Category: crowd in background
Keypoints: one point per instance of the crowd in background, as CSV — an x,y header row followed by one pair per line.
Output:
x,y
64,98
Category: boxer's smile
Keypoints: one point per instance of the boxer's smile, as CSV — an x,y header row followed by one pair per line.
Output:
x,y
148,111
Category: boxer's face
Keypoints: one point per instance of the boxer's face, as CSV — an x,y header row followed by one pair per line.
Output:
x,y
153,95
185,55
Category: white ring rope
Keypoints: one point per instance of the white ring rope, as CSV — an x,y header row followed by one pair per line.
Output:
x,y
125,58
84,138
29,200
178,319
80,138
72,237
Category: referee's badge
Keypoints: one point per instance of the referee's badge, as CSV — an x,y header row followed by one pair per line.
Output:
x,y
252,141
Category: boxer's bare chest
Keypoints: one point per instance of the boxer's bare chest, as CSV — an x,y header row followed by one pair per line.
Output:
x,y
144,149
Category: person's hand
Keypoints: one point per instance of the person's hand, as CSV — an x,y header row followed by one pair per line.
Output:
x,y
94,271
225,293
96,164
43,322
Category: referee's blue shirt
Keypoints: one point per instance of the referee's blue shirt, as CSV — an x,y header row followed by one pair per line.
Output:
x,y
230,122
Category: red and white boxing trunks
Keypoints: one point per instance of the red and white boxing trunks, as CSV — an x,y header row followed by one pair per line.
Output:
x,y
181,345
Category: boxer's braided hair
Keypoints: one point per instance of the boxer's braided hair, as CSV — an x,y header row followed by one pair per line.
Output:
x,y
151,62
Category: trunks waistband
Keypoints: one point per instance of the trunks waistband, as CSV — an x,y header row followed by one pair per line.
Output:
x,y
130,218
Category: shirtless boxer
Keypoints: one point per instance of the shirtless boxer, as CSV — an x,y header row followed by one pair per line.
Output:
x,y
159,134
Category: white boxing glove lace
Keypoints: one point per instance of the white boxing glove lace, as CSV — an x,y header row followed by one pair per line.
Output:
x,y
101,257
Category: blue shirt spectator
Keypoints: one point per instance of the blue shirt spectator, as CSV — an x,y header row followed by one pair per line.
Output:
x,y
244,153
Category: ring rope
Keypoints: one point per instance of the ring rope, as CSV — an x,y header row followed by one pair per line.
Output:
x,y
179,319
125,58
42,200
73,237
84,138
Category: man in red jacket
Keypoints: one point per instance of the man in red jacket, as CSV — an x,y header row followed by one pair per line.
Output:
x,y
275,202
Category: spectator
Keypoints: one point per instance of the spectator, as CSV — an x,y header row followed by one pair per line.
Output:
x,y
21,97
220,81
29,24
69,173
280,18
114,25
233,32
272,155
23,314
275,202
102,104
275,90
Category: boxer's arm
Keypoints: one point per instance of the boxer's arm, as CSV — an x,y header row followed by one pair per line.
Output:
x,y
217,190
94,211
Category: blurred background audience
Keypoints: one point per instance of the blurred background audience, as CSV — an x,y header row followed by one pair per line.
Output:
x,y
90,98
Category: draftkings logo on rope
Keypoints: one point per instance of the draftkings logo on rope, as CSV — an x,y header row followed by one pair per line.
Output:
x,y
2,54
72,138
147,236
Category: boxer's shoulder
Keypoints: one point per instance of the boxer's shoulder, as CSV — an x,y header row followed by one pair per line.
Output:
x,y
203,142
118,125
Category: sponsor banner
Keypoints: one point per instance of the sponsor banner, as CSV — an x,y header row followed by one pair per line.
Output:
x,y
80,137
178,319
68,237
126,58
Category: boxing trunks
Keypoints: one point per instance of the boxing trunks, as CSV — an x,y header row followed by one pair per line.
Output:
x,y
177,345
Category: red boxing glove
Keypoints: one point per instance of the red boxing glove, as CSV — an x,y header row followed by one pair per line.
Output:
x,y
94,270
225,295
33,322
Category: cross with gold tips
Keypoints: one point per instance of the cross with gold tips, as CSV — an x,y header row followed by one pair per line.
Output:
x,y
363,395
───
Task statement: Copy out the lines above word for word, stopping after the line containing "Category: referee's blue shirt".

Response to this exercise:
Category: crowd in background
Keypoints: one point per instance of the crowd in background, as CSV — an x,y header row followed by one pair per line.
Output:
x,y
64,98
Category: boxer's smile
Keypoints: one point per instance of the boxer's smile, as CSV — an x,y header row followed by one pair per line.
Output:
x,y
148,111
Category: boxer's face
Keypoints: one point per instance of the boxer's face, as CSV — an x,y header row followed by one pair per line.
Output:
x,y
153,95
185,55
Category: white ring rope
Keypoints: one point per instance of the white ring rope, as CSV — an x,y header row followed by one pair per line.
Output:
x,y
125,58
84,138
29,200
178,319
80,138
72,237
Category: referee's badge
Keypoints: one point per instance of the referee's badge, as CSV — an x,y header row followed by one pair per line.
Output:
x,y
252,141
Category: boxer's bare chest
Keypoints: one point per instance of the boxer's bare chest, as CSV — an x,y header row followed by one pair per line.
Output:
x,y
144,149
Category: person's hand
Keypoints: one point per instance of the person's hand, as CSV — an x,y header row followed by one pair per line.
Output:
x,y
94,271
225,293
96,164
43,322
Category: referee's blue shirt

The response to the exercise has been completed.